What to do:
- A) In the pyaket FAQ on antivirus warnings, what is the short answer for staying safe?
- B) Extend the pyaket FAQ on antivirus warnings, picking up after its final sentence.

Text passage Start Marker

Questions
General questions¶
Q: Virus warnings in Windows Defender or Antivirus¶
This is a complex topic to explain or not sound suspicious, bear with me - Tremeschin - here.
The short answer is to only run executables from trusted sources. There is nothing inherently malicious with my side of the packaging solution - you can read and verify the full source code, in fact, you can destroy my whole carreer1 if you find something of bad faith in there!
Note: I have no control or responsibility over what others use the project for
Similar to how a streaming platform or messaging app can't be held responsible for the shared content to an extent, other projects using pyaket (why you're reading this) requires your own judgement and benefit of the doubt.
Antivirus heuristics¶
Out of pure necessity for features to work, like bundling uv, python, script files, wheels, etc. some antivirus heuristics may detect the executables as malicious for a couple of reasons:
-
Windows and Chrome knows every file you download or execute: A project getting popular or the rush to get a new release can have thousands of downloads pretty quickly. That's a sign of self-replication and fast spread, which will likely get automatically blocked.
-
Better be safe than sorry, if something is half sketchy better avoid it - this is a rule for life too. Microsoft and/or the AV are trying to protect users from their own mistakes, being strong on it as the platform is filled with non-technical users with malware targetting them fair
-
Parts of the compiled rust code can be similar to a known virus, as the language itself can be used to write malware (like any others), which will share many common community libraries source code, such as networking, compression, etc. false positive
-
Pyaket bundles compressed files with code and tools, then calls external programs to install the project and run python. While this is something to always lookout for, as it can be seen as obfuscation or red flags, it's unavoidable for the scope and technology of the project.

Text passage End Marker
Available data Start Marker

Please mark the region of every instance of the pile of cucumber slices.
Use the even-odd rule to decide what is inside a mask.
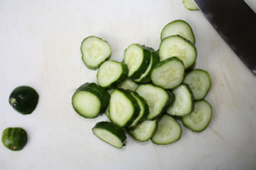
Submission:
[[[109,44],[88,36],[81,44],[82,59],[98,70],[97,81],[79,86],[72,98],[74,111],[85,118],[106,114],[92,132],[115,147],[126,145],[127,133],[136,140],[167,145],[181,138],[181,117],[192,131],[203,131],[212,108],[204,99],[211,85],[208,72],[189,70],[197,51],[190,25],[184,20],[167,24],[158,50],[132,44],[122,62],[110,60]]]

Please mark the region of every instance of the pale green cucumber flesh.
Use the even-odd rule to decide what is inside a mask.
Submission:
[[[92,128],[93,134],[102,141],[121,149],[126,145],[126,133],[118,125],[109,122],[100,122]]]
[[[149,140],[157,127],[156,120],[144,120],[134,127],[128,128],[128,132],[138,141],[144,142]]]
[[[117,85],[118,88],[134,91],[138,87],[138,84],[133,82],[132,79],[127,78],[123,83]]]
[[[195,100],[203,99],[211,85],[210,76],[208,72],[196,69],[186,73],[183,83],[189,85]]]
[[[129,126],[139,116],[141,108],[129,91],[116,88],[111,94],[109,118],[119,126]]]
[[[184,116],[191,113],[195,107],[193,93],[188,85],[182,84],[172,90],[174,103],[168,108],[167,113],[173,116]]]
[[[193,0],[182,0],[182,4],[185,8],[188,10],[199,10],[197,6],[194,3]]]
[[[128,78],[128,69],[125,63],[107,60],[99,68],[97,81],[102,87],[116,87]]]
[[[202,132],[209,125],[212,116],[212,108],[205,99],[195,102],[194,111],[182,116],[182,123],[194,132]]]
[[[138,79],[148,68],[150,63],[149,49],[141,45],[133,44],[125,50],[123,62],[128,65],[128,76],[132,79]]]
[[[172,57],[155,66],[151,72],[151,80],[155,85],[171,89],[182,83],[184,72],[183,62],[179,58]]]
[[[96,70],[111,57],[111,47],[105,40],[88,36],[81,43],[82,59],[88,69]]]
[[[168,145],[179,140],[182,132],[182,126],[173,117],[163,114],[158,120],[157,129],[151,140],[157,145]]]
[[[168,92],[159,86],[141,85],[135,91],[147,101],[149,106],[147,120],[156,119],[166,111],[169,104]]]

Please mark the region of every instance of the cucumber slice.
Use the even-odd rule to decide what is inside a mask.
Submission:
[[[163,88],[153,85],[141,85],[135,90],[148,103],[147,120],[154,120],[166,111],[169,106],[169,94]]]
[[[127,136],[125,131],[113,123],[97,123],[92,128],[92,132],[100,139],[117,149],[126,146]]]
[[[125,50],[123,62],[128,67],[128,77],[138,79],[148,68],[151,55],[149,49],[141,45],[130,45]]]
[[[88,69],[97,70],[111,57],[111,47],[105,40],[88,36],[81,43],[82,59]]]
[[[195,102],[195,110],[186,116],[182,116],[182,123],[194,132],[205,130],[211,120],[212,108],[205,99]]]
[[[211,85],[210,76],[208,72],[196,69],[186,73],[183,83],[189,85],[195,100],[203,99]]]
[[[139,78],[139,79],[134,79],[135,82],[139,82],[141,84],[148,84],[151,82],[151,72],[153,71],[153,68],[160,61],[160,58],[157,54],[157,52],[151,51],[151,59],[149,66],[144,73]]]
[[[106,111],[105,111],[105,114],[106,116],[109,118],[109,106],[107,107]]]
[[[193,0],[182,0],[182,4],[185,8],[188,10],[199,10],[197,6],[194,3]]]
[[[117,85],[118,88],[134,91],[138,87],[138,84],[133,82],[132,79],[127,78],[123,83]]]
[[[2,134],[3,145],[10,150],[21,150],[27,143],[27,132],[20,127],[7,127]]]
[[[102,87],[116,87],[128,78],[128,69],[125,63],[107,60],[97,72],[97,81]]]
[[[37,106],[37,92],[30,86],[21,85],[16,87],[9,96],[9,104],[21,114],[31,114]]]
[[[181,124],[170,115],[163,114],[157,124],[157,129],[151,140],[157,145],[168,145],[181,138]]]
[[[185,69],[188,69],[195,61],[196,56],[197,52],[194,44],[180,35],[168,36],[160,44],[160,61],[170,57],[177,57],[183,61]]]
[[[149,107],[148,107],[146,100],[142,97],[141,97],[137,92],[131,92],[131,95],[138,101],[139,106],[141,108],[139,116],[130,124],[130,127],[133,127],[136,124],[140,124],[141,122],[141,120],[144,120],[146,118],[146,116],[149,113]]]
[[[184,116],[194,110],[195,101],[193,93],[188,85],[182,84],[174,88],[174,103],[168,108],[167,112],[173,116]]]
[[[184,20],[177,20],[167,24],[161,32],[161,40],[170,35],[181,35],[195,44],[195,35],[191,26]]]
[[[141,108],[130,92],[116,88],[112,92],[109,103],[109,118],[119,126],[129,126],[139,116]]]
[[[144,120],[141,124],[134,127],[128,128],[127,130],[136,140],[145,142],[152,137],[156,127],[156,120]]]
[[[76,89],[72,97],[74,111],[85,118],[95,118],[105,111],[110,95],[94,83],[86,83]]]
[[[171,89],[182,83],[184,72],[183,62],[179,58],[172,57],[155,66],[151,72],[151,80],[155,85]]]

Available data End Marker
Available data Start Marker

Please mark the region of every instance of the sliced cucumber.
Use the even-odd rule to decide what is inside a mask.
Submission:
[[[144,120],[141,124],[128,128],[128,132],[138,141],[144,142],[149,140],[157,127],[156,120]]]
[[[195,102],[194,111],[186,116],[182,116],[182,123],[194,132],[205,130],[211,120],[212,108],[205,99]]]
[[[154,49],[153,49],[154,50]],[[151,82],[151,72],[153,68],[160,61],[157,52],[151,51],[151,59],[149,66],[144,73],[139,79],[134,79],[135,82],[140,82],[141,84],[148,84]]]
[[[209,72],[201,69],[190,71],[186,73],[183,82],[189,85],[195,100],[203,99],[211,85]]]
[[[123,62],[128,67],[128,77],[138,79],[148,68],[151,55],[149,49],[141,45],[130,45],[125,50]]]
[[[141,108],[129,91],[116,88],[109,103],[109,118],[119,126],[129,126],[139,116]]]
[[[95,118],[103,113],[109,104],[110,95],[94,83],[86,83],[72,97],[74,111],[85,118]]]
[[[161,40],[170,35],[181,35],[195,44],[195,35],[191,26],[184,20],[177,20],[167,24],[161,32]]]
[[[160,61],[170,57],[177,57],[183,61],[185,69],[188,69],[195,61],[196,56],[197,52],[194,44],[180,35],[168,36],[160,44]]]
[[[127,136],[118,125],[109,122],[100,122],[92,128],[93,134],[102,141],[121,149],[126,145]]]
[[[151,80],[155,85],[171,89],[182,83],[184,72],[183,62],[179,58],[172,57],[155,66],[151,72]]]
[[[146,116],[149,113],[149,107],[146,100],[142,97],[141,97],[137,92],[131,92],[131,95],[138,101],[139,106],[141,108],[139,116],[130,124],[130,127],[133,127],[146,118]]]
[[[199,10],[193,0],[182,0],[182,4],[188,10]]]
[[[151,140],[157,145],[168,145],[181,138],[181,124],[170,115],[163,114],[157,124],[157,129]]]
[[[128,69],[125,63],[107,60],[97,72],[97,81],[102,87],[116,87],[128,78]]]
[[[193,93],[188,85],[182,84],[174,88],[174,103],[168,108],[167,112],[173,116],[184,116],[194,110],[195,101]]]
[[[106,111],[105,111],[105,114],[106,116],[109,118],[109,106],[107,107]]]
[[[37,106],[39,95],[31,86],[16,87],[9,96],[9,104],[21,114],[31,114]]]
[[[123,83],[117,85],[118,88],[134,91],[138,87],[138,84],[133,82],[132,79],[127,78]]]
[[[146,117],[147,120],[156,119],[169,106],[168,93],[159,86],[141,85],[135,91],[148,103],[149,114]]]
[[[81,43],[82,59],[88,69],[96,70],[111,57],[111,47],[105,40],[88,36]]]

Available data End Marker

Answer set:
- A) Only run executables from trusted sources.

- B)
Moral of the story, correlation ≠ causation, trust your sources.
Code signing¶
How stuff like a browser, a game, steam, discord, etc. don't get flagged?
The answer is code signing, similar to how websites gets their https
certificate.
Essentially, files are "sealed" with a digital signature before distribution, while still in a trusted environment from the developer. A certificate authority (like your government) maintains a list of trusted signatures that can be checked against (passports), but if the content differs from the original (fake photo or fingerprint) the signature will be deemed invalid.
-
Many Open Source projects struggles due lack of funding, which makes it infeasible to even consider getting a certificate - as it's not an investment with direct returns.
-
Most services that provides free signing for open source projects disallows selling the files, something pyaket advocates for the developer's hard work and paying the bills.
At its theoretical best, this is a way to gatekeep the bad actors out, as getting a signing certificate is very expensive, easily revoked if misused, requires sensitive information to become public such as address, phone number, legal name, etc. and might even not work properly in the end.
Note: Funnily enough, this is a non-issue on platforms with official package managers such as Linux distributions with educated users - an artificial problem created solely by closed systems.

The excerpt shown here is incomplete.